■ WRITTEN TASK
Rescale the data from its start through the line containing "[[[311,298],[325,241],[202,233],[0,283],[0,333],[367,333]]]", inclusive, by reproducing every line, requests included. Multiply each coordinate in the answers by 0.9 and round to whole numbers with halves rounded up, leaving the numbers in the requests and their format samples unchanged.

(Items in a dataset)
========================================================================
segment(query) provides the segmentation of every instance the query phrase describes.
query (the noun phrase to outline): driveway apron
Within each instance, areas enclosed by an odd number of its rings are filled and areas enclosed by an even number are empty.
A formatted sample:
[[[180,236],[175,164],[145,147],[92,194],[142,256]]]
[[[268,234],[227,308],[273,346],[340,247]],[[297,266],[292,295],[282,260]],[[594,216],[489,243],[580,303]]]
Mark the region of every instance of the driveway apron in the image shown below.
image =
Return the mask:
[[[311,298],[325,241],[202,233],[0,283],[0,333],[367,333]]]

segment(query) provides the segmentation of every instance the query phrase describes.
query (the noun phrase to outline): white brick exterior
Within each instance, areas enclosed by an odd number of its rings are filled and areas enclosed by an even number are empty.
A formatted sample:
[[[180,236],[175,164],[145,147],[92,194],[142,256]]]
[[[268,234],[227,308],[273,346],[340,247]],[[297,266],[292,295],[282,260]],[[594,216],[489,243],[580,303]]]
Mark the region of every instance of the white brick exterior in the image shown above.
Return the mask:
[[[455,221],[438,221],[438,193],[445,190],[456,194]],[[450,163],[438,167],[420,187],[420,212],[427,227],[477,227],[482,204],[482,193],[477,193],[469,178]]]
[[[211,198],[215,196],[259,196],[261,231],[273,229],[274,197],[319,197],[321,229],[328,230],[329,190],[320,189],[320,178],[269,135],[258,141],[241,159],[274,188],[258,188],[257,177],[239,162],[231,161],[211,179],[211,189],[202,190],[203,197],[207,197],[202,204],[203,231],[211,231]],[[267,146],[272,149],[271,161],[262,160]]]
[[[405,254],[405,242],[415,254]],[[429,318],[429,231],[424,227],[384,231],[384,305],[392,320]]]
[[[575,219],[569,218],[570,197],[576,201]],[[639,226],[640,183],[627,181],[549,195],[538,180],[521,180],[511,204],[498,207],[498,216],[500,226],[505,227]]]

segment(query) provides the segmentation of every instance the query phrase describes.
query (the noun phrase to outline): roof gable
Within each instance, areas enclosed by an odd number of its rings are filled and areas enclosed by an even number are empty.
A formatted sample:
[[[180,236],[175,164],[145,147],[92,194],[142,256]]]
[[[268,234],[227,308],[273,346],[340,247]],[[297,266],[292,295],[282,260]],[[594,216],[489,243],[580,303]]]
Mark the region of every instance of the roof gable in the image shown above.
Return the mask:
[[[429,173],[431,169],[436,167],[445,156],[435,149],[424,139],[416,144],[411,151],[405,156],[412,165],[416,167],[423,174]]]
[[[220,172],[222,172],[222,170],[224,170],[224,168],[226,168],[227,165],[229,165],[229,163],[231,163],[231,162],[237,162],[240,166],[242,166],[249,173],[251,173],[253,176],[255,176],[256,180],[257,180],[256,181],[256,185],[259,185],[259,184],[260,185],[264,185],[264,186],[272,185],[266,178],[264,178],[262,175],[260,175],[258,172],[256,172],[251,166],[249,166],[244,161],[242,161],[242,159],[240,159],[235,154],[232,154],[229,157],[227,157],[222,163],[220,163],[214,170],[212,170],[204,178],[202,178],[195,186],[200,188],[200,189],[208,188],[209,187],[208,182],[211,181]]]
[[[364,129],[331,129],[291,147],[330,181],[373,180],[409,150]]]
========================================================================
■ COMPLETED EXERCISE
segment(query) provides the segmentation of every instance the query phrase describes.
query (the noun phrase to outline): driveway apron
Within each instance, areas enclosed by an odd number of its rings are filled and areas enclosed by an even number are empty.
A formatted sample:
[[[180,236],[175,164],[145,147],[92,194],[142,256]]]
[[[268,234],[227,308],[273,346],[340,247]],[[297,266],[292,295],[282,260]],[[594,216],[489,243],[580,303]]]
Mark the region of every instance of the driveway apron in the image shown below.
image =
Return the mask:
[[[280,268],[293,217],[182,210],[0,255],[0,300],[330,300]]]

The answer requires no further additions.